▶ Exercise input
○ ○ ○ ○

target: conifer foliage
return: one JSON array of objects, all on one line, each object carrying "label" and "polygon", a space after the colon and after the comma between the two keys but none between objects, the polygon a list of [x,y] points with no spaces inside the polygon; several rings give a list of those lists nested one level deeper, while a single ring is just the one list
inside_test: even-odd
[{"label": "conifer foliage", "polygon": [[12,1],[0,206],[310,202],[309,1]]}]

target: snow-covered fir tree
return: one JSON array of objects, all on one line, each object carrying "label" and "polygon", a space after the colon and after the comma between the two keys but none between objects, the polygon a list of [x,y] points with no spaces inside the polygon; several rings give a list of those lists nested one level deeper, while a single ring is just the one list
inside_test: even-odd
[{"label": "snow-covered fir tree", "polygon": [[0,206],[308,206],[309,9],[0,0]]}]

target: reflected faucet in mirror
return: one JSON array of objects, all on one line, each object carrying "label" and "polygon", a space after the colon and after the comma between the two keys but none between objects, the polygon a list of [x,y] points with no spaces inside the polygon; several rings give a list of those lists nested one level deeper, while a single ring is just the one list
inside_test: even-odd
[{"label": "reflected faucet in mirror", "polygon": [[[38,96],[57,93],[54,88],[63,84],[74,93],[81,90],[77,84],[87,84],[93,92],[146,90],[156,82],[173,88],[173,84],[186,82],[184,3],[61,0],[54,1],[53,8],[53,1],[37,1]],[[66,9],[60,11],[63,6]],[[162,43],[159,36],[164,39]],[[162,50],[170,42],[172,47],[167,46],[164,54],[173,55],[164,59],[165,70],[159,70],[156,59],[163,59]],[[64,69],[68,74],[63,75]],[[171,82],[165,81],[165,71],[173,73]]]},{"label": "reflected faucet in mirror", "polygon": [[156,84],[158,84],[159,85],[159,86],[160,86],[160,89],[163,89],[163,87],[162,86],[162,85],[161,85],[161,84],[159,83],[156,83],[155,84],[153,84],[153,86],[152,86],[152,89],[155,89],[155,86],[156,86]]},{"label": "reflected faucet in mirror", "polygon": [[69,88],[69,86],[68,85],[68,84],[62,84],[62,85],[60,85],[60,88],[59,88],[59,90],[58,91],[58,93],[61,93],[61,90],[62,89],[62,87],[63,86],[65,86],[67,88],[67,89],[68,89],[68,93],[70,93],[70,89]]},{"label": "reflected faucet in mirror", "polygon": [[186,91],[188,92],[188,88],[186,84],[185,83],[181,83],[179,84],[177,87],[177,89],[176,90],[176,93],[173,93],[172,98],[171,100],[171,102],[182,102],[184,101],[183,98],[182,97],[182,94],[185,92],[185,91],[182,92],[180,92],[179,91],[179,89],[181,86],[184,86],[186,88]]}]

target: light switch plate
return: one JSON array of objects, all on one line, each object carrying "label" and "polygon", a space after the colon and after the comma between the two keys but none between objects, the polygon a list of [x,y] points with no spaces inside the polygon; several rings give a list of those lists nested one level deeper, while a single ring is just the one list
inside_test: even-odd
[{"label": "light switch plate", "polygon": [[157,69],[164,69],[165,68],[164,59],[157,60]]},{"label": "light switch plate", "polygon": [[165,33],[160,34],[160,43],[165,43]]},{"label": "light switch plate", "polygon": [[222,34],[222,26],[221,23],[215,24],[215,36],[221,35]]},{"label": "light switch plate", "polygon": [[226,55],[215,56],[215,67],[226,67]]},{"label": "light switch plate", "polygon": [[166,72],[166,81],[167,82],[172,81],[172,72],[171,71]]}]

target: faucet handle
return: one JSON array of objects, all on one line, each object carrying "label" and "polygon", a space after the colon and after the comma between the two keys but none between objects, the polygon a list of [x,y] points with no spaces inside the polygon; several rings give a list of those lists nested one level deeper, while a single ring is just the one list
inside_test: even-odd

○ ○ ○ ○

▶ Task instructions
Reproduce word for word the records from the line containing "target: faucet handle" through the end of the records, including both of these boundaries.

▶ The answer
target: faucet handle
return: one JSON array of objects, all on one line, each object carrying "label" and "polygon", a space after the colon and after the comma between the two keys but none between objects, the polygon a list of [x,y] points with no spaces inside the polygon; several rings give a list of those lists nested one level deeper, while a single ring is just the one list
inside_test: even-odd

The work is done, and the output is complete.